Excerpt Start Marker

Although it may be easy to ignore now as we stare into our cold, flat, backlit LCD displays, the history of visual display technology is shot through with wild mysticism, experiments, philosophical disagreements, and some truly inspired innovations. Carolyn Kane’s Chromatic Algorithms takes this history head-on in a fascinating and beautifully illustrated look at the last hundred or so years of video and computer generated art. As an artist working with video and graphics for years, it’s a great pleasure to connect with this wacky and oddly familiar history.

Kane takes color representation, creation, and display technology as her primary focus here, making the case that this technological history both informs and is informed by contemporary artists working in media. This journey takes us from Day-Glo inks and psychedelia, through early experiments with direct video synthesis, all the way to the present computer-driven age of ‘millions of colors’. As Kane points out, each new advance and system for creating and displaying colors creates its own set of assumptions, limitations, and possibilities.

Far from being a dry survey of technological advances, Chromatic Algorithms exposes the humans involved each step of the way, veering into the mystical philosophies and experiments of early video artists and the competing systems of color that eventually became today’s standards, or were left by the wayside. Sprinkled throughout are some of the most beautiful full-color reproductions of video art I have seen in a book like this, making this a book you’ll likely flip through long after you’ve finished reading.

Chromatic Algorithms has earned a place on my bookshelf next to my beaten up and dog-eared copy of Gene Youngblood’s Expanded Cinema as an essential text that I’ll be referring back to for years to come.

Excerpt End Marker
Data records Start Marker

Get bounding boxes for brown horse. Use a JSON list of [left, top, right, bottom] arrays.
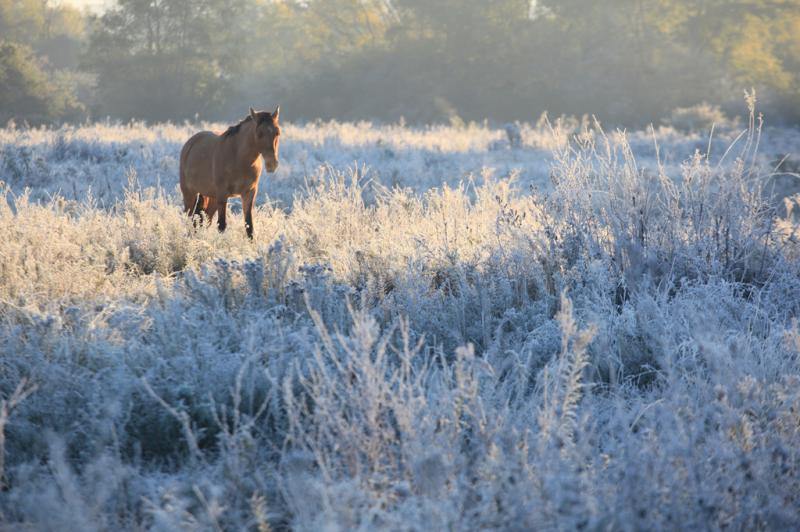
[[180, 106, 281, 238]]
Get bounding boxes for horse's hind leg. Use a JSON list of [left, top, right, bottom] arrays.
[[203, 198, 217, 225], [187, 194, 208, 227]]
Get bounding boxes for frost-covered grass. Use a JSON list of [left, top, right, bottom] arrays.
[[0, 110, 800, 530]]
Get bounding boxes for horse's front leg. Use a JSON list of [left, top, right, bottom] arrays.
[[242, 188, 258, 240], [216, 196, 228, 233]]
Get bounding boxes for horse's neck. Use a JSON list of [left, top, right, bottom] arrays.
[[228, 120, 260, 166]]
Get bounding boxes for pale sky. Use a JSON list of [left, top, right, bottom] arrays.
[[64, 0, 113, 11]]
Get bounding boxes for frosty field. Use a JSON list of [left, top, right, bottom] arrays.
[[0, 110, 800, 531]]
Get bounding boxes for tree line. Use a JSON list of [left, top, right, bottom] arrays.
[[0, 0, 800, 126]]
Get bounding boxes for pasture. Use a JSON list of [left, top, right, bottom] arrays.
[[0, 110, 800, 531]]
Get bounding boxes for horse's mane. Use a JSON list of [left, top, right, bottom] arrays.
[[222, 115, 253, 139]]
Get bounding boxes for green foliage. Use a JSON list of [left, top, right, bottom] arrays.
[[0, 41, 81, 123]]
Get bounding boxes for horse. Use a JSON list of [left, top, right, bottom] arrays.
[[179, 106, 281, 240]]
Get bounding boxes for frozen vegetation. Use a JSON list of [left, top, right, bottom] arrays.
[[0, 103, 800, 531]]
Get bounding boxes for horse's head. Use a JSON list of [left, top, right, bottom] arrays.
[[250, 106, 281, 172]]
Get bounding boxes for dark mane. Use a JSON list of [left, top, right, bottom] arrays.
[[222, 115, 253, 139]]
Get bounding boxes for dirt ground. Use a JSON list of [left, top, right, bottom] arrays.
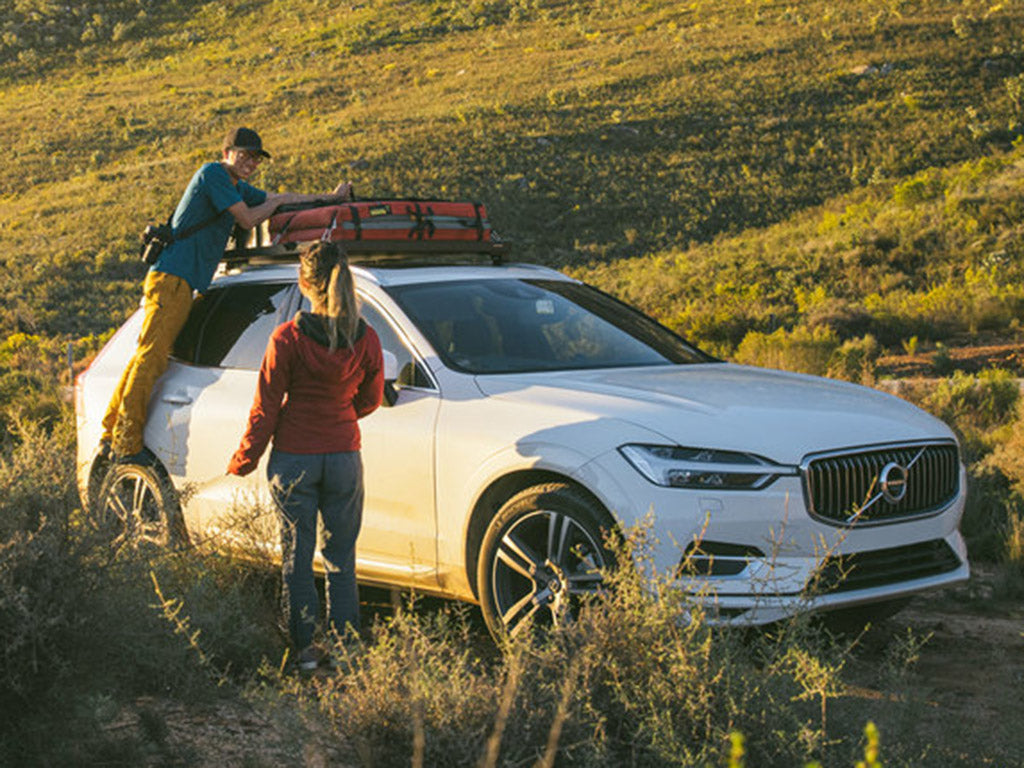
[[876, 336, 1024, 379], [106, 566, 1024, 768]]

Data records End Marker

**Problem statement**
In the review, what does Kane take as her primary focus in Chromatic Algorithms?

**Answer below**
Color representation, creation, and display technology.